##### RECORDS FOR THE EXERCISE #####

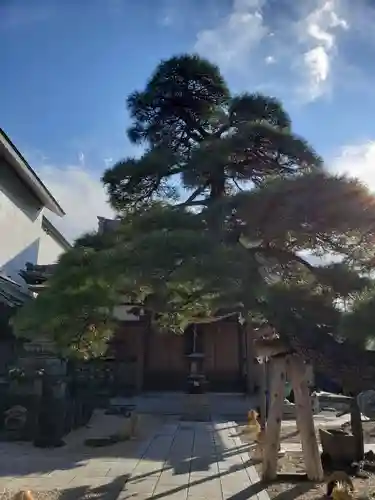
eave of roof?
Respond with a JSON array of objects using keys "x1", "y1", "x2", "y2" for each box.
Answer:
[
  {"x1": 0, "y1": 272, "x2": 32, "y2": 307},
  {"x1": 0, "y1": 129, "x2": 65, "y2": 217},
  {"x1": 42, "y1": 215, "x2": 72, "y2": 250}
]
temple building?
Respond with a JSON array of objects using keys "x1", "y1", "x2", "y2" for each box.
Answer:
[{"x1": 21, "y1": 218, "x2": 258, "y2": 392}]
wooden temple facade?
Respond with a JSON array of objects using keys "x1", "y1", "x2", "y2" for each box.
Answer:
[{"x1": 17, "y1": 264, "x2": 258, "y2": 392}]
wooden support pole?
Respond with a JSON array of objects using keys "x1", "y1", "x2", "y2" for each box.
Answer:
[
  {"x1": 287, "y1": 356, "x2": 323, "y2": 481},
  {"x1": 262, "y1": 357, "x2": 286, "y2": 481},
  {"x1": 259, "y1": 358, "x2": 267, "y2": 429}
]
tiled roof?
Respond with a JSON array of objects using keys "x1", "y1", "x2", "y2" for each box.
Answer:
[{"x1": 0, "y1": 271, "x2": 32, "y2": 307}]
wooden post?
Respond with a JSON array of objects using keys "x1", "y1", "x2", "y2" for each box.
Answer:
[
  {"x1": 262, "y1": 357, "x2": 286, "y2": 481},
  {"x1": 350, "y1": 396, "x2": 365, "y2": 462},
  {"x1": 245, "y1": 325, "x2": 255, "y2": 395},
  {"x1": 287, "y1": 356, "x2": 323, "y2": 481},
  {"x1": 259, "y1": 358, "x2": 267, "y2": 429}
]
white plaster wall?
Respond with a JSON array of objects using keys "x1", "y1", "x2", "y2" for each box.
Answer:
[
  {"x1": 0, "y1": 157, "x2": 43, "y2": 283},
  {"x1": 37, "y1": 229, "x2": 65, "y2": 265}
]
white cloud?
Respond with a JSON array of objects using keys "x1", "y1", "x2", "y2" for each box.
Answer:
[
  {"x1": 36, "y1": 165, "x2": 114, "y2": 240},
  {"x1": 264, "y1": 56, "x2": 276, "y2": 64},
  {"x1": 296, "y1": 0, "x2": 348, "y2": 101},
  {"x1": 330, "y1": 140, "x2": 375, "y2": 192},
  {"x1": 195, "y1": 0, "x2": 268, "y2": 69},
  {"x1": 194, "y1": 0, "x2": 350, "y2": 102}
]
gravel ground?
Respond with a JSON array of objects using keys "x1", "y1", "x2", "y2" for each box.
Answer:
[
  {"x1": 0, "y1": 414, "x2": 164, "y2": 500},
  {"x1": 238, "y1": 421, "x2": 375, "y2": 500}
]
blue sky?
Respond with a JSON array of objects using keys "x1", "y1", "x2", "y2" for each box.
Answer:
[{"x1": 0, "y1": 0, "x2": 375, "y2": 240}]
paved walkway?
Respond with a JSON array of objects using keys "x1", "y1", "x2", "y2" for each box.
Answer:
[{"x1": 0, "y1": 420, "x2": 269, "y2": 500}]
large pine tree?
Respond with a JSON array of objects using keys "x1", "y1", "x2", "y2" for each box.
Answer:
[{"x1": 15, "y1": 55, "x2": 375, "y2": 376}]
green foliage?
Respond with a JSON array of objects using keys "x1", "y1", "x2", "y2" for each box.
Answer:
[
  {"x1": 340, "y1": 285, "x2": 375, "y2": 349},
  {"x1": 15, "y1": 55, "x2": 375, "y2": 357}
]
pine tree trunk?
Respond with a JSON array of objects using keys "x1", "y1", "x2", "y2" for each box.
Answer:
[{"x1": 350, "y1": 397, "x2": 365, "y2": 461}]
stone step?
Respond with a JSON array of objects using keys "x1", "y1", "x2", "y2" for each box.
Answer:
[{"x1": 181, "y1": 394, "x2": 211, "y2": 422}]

#####
##### RECORDS FOR THE EXERCISE #####

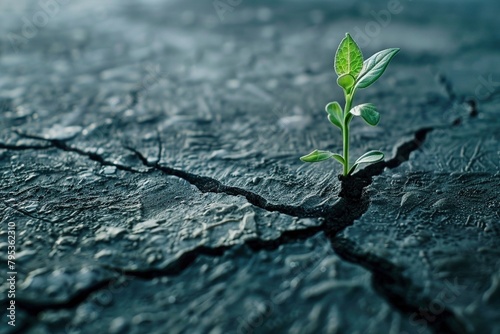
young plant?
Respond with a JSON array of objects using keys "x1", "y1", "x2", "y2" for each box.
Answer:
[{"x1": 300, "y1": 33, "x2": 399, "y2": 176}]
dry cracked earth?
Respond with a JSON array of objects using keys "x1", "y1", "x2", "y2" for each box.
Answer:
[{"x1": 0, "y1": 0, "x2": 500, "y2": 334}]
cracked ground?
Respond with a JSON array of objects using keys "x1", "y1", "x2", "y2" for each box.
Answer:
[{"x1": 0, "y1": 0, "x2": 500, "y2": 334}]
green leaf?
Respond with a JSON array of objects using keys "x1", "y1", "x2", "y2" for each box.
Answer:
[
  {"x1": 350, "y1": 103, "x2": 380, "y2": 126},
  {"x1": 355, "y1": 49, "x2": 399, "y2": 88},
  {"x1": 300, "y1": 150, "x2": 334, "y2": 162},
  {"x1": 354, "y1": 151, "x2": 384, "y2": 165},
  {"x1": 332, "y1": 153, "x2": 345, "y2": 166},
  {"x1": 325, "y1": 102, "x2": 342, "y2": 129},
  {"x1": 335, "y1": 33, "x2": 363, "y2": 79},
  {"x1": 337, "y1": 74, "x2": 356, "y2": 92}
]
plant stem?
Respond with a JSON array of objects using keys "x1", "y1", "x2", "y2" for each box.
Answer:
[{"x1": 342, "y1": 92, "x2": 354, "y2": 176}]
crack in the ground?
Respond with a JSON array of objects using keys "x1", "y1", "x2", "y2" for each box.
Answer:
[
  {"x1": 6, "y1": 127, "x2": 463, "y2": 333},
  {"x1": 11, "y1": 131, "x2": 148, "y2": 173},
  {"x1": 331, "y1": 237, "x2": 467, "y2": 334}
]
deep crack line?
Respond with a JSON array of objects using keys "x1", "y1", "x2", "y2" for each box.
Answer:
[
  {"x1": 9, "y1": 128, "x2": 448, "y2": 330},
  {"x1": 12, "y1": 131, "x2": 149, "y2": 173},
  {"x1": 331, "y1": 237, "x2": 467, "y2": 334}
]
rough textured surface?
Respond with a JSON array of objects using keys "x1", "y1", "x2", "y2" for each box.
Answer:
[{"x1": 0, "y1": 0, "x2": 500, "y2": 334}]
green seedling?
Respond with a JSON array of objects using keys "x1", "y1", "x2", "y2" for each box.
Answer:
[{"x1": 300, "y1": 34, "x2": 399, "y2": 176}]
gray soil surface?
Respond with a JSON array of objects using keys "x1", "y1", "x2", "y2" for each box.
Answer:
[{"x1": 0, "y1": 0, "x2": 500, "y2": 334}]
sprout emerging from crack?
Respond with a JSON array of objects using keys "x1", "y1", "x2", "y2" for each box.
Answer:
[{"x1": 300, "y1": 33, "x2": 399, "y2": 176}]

#####

## [PROMPT]
Find and copy every line of the material above that contains the word "surface".

## [REPLY]
rough textured surface?
gray soil surface?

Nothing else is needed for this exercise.